*Given request A*: Show every line of the listing that contains the word "woman".
+===+
Love (Stacy McAnulty)

Hello, friends! Our book today is Love, written by Stacy McAnulty and illustrated by Joanne Lew-Vriethoff, an ode to ways of feeling and expressing love.

What is love? What does it look like? Like a fancy meal or a designer card? Is it expensive gifts or fancy dinners? What do we mean when we say it happens at first sight? And how can we express it to the people who matter to us? A gloriously diverse cast of characters show the reader that love comes in many forms, and that there is no way too big or too small to show someone we love them.

Fabulous. As with their previous books Beautiful and Brave, McAnulty and Lew-Vriethoff expertly utilize the convention of making broad statements in the text then subverting them with the illustrations: “fancy dinner” is a lovingly-prepared bowl of food for an injured pet dog; a “designer greeting card” is a child’s joyously expressive crayon drawing; “first sight” is an adoptee being greeted with signs and grins by their new blended family. Especially striking is the tremendous diversity of these characters: adults, children, elderly, differently-abled, hearing-impaired, different faiths, different versions of non-traditional families, all in a rainbow of skintones that create a story world as vibrant as our own. The love is equally as diverse, showing the love we have for family, friends, pets, neighbors, or even total strangers. It’s an uplifting and affirming reminder that love colors our lives in every way imaginable, and is something we all share, and has infinite means of expression. The length is great, JJ loved it, and we can’t recommend it enough. Baby Bookworm approved!

(Note: A copy of this book was provided to The Baby Bookworm by the publisher in exchange for an honest review.)

Rain (Anders Holmer)

Hello, friends! Our book today is Rain by Anders Holmer, a lovely look at nature and life in haiku form.

Using the format of the traditional poetry form, each spread offers an expanse of scenery from around the world and a glimpse into the lives of those that inhabit it. A group of humans and reindeer cross a tundra, the youngest calf stopping to discover fresh lichen. A song plays on a car radio, but no one hears it; the driver is changing the tire and his children are greeting a dog. As cherry blossom petals flutter down, two friends are struck by the beauty and quickly resolve a spat, enjoying moment together instead. The reader journeys around the world, showing how different the world can be, even when it often comes down to something we all share, like rain.
+===+
*Given request B*: List every book title named in the book reviews above.
+===+
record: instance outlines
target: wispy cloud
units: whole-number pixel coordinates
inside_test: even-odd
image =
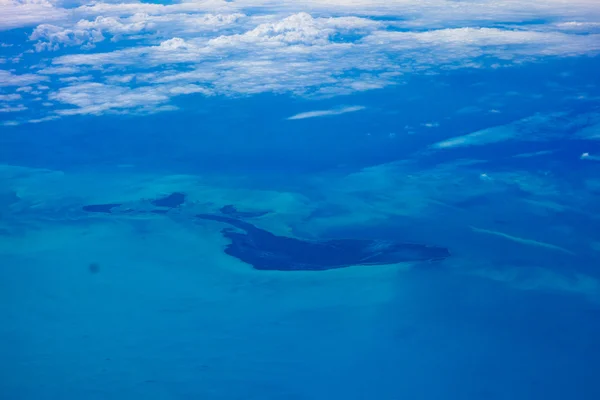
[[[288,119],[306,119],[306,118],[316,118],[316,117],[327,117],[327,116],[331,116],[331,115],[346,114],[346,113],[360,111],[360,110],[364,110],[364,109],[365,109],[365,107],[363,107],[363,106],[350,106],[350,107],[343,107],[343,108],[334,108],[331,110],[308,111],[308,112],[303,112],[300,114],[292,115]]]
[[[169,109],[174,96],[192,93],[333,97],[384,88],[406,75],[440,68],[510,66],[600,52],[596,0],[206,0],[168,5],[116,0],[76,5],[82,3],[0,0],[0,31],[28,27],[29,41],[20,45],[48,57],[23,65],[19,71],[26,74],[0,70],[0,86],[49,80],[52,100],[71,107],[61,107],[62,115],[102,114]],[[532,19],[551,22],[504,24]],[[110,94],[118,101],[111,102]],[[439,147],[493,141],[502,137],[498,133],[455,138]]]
+===+
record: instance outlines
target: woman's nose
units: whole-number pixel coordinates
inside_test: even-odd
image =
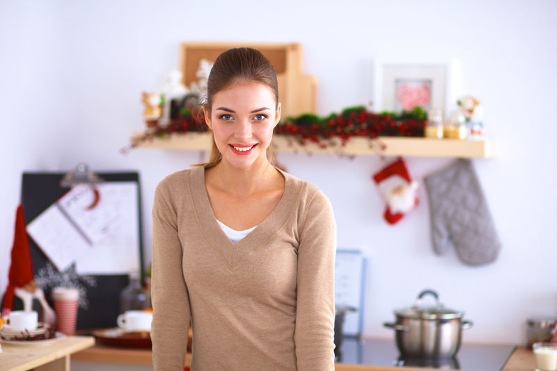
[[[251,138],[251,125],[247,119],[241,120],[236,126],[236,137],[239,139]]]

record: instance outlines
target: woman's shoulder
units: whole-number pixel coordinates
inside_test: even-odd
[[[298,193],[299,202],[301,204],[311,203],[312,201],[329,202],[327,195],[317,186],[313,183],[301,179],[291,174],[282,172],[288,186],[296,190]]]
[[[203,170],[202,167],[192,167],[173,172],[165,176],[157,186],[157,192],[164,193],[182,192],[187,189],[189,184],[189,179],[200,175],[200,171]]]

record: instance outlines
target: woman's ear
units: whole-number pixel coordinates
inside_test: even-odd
+===+
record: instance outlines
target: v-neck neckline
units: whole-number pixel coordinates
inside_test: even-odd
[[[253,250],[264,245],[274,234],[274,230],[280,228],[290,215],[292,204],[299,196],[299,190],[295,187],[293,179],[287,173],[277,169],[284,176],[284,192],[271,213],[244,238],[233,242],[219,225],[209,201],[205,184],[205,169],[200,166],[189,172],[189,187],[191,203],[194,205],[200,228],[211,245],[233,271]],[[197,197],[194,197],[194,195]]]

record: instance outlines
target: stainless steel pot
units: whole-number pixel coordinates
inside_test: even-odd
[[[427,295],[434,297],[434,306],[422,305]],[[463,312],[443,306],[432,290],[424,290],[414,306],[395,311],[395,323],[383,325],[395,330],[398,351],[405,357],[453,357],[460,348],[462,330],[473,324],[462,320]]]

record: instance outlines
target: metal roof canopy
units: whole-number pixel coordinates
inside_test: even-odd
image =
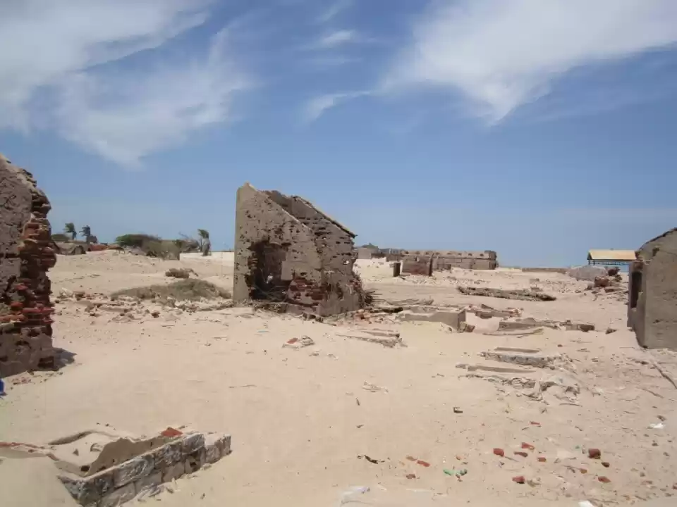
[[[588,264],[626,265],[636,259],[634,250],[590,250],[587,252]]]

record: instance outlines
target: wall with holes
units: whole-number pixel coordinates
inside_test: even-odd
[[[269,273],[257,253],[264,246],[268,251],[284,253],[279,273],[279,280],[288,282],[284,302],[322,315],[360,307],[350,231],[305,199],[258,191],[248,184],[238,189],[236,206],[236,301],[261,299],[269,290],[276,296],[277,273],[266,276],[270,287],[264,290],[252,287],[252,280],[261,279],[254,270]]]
+===+
*Solution A*:
target: woman's nose
target: woman's shoulder
target: woman's ear

*Solution B*:
Love
Beautiful
Brave
Rain